Text provided ▸
## Begin

Add Tortoise TTS as a pipeline

susnato commented 1 year ago

Model/Pipeline/Scheduler description

TorToise is a multi-voice text-to-speech system, which describes a way to apply recent advances in the image generative domain to speech synthesis. It would be great to have this model in diffusers. I would love to contribute this.

Open source status

[X] The model implementation is available
[X] The model weights are available (Only relevant if addition is not a scheduler).

Provide useful links for the implementation

Paper - https://arxiv.org/pdf/2305.07243.pdf Github repo - https://github.com/neonbjb/tortoise-tts

@sanchit-gandhi @Vaibhavs10

Vaibhavs10 commented 1 year ago

btw just leaving this here, in general I think we should add this fork: https://github.com/152334H/tortoise-tts-fast (it is the one which a lot of community members use)

This is also the one recently merged in Coqui: https://github.com/coqui-ai/TTS/pull/2547

patrickvonplaten commented 1 year ago

@sanchit-gandhi do you think this could make sense?

## End

Given exercise A ▸
Identify each line in the records that contains the word "roof" and copy those lines.
The thread and the records come from separate, unrelated sources.

Task input ▸
## Begin

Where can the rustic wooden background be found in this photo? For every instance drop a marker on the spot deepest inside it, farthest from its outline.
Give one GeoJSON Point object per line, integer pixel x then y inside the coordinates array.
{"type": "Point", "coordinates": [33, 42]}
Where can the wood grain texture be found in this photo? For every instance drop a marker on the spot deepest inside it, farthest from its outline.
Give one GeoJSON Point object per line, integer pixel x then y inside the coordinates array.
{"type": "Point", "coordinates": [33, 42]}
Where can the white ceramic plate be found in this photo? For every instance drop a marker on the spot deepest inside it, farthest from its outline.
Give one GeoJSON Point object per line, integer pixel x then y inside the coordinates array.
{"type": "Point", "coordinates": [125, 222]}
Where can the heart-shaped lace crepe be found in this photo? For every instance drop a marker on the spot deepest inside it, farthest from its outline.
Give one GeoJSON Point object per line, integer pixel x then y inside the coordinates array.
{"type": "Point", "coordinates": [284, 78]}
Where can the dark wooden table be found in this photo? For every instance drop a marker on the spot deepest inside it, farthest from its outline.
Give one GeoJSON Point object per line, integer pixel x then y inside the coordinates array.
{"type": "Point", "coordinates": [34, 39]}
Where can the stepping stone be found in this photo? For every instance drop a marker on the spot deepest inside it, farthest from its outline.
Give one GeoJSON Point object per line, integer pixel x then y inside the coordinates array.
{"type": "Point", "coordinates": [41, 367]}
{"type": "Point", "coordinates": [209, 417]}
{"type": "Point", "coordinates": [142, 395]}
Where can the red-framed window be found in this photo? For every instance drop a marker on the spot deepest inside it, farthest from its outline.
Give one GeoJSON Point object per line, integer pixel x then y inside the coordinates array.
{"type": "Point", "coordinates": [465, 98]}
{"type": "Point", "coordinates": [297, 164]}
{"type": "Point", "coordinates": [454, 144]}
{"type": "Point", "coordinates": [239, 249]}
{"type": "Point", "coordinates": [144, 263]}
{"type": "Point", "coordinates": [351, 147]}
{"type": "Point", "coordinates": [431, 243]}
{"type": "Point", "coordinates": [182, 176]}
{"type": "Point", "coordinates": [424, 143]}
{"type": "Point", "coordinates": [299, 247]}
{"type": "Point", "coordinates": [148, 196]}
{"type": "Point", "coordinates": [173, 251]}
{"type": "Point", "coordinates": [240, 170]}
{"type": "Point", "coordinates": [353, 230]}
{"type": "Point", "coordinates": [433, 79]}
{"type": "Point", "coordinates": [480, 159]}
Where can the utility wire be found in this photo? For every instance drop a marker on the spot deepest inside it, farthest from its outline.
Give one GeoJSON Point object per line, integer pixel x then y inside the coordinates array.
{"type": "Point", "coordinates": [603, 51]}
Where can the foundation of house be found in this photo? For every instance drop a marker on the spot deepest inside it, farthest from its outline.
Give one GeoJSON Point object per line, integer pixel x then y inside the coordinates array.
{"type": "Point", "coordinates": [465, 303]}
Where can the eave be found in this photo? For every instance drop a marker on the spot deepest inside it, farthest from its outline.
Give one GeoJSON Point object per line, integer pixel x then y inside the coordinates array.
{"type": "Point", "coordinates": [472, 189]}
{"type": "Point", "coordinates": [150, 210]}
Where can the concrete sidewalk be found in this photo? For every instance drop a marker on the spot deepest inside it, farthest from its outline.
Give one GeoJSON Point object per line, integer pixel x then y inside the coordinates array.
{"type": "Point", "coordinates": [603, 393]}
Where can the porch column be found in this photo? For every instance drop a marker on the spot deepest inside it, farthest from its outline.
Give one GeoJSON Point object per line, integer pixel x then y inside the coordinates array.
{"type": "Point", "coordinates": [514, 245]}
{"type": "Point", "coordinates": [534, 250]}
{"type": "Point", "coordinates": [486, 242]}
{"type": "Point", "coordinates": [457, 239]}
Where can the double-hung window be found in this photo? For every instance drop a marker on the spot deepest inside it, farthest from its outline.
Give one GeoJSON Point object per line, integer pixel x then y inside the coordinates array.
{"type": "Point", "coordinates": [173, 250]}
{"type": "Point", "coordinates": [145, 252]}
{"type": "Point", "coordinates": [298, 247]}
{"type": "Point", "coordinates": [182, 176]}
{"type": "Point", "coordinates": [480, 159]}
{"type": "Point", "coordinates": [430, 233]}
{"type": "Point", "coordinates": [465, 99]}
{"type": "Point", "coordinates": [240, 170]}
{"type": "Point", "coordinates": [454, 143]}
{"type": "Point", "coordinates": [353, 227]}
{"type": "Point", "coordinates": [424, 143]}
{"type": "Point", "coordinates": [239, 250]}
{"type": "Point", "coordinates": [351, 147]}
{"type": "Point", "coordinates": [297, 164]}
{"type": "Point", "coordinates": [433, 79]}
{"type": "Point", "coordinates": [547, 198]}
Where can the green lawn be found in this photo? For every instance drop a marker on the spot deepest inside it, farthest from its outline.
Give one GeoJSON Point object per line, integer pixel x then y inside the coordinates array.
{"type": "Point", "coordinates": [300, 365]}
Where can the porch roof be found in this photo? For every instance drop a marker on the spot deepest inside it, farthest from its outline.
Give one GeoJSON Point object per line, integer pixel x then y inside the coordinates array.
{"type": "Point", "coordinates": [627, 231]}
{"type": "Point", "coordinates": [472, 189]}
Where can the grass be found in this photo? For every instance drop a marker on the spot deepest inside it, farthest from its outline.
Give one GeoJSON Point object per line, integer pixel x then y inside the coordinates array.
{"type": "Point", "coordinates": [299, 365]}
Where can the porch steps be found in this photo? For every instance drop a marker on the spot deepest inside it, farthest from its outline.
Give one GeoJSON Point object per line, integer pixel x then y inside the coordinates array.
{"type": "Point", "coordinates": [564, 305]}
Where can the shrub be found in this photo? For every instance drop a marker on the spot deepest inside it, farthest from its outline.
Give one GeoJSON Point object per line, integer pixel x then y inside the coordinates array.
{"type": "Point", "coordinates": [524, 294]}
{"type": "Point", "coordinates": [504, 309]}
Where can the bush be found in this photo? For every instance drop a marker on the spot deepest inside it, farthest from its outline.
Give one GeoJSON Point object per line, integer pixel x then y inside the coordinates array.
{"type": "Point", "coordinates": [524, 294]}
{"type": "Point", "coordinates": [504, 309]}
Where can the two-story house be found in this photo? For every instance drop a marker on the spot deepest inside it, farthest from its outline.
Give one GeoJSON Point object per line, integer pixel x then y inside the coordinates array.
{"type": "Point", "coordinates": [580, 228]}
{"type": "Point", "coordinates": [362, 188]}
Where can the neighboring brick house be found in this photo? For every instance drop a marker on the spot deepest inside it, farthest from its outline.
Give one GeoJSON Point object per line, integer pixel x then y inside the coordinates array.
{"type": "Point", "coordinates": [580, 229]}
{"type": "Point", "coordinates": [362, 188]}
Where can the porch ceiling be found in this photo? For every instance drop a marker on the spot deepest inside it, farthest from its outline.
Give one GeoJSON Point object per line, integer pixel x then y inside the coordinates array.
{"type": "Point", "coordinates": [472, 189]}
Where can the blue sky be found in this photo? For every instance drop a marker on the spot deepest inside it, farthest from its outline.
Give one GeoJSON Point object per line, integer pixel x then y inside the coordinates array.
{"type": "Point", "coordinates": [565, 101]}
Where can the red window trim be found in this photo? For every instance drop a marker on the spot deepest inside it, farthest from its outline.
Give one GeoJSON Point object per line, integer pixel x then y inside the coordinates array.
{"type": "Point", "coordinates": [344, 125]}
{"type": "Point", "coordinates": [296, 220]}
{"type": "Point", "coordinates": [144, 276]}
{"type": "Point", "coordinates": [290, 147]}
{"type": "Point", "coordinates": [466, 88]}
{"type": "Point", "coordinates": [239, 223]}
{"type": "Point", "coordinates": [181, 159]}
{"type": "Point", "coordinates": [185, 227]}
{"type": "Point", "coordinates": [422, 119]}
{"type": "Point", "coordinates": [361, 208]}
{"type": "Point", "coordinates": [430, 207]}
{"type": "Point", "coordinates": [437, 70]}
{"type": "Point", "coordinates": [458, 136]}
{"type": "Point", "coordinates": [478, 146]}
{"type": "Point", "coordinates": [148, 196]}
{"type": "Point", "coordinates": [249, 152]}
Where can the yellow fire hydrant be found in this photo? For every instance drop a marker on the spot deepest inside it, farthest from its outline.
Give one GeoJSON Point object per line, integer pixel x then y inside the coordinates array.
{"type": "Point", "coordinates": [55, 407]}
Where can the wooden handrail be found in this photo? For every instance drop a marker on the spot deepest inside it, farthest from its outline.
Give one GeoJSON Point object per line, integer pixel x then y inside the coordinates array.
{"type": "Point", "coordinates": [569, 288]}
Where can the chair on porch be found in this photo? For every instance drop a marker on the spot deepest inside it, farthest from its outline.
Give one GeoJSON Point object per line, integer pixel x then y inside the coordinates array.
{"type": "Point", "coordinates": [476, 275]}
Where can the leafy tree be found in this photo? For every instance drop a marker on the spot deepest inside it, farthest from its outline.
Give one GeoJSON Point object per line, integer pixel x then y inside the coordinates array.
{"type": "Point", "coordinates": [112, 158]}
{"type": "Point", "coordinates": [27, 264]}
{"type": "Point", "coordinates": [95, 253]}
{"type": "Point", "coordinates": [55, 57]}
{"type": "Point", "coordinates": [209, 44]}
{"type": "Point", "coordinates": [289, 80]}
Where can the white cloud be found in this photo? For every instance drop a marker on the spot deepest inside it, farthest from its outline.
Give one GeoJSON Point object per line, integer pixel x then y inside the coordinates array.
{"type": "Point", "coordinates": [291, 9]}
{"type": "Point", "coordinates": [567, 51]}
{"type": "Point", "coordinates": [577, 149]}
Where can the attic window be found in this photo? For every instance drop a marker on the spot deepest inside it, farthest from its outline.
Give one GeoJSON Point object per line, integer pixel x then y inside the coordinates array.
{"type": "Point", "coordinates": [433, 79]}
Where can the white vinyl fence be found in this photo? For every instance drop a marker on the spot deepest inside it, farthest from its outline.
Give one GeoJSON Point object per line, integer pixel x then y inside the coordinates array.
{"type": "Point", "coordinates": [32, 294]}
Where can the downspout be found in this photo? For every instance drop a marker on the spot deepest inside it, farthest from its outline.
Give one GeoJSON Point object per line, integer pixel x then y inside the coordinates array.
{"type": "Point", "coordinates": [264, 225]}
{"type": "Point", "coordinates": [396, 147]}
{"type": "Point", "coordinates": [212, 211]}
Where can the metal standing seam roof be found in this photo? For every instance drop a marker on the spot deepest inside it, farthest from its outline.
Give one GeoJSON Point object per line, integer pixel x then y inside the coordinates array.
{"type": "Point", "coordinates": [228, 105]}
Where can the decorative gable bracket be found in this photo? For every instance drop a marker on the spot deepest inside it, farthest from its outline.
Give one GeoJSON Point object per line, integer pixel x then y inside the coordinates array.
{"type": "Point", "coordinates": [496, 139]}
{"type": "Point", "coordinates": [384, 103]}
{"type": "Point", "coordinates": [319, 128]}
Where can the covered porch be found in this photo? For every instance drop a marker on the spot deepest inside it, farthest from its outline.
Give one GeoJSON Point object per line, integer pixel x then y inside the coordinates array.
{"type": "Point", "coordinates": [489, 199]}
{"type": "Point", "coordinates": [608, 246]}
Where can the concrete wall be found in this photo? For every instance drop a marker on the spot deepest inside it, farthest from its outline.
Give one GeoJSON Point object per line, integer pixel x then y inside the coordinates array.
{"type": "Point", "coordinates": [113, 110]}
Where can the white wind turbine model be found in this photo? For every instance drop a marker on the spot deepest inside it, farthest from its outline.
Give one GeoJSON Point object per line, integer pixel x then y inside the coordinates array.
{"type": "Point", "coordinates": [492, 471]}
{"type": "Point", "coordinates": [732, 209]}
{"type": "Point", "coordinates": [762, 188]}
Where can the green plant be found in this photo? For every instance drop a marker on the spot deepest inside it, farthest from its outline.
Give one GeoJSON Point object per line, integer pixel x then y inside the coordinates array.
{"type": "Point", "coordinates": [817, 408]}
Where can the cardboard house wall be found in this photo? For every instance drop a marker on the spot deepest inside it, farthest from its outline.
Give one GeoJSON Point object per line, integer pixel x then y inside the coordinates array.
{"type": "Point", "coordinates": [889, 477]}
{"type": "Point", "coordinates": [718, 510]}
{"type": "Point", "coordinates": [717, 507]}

## End

Given exercise B ▸
Answer these from the thread:
(i) Which fork does Vaibhavs10 suggest adding?
(ii) What two items are checked under "Open source status"?
(iii) Whom does patrickvonplaten ask whether this could make sense?

Written solution A ▸
Where can the porch roof be found in this photo? For every instance drop a marker on the spot deepest inside it, farthest from its outline.
Where can the metal standing seam roof be found in this photo? For every instance drop a marker on the spot deepest inside it, farthest from its outline.

Written solution B ▸
(i) https://github.com/152334H/tortoise-tts-fast
(ii) The model implementation is available, and the model weights are available.
(iii) @sanchit-gandhi